*ЗАДАНИЕ A*
Выпишите из текста о падении Новгорода отрывок от "Боярская республика пала, но" до "наступила новая эпоха." включительно.
*ЗАДАНИЕ B*
Назовите всех людей, которые упомянуты по имени в тексте о падении Новгорода.

----- ТЕКСТОВЫЙ БЛОК

Разное поведение неистового Карла и хладнокровного Ивана Васильевича по отношению к побежденным горожанам объясняется не только чертами характера. Честолюбивый глава разношерстного и разноязычного конгломерата французских и имперских земель был до мозга костей средневековым государем. Он мечтал прежде всего о личной славе и власти. Неустрашимый в бою, суровый и нетерпимый к своим подданным, он выпрашивал королевскую корону у императора Фридриха III. Корона, а не страна владела его мечтами. Его русский современник был деятелем совсем другого масштаба. Он видел себя законным, наследственным государем всей Русской земли, и именно этим в первую очередь объясняется его политика в побежденном Новгороде.
Боярская республика пала, но остался Великий Новгород — крупнейший политический, торговый, культурный центр Русской земли, теперь прочно и навсегда связанный с новым государством. Восемь бояр, уличенных в измене (в том числе знаменитая Марфа Борецкая), под конвоем отправились в Москву, но горожане остались. В жизни огромного старого города наступила новая эпоха.

----------
----- ВЫБОРКА ДАННЫХ

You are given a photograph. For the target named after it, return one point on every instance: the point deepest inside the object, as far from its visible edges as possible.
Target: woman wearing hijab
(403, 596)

----------

*ИТОГОВЫЙ ОТВЕТ A*
Боярская республика пала, но остался Великий Новгород — крупнейший политический, торговый, культурный центр Русской земли, теперь прочно и навсегда связанный с новым государством. Восемь бояр, уличенных в измене (в том числе знаменитая Марфа Борецкая), под конвоем отправились в Москву, но горожане остались. В жизни огромного старого города наступила новая эпоха.

*ИТОГОВЫЙ ОТВЕТ B*
Карл (неистовый Карл)
Иван Васильевич
Фридрих III
Марфа Борецкая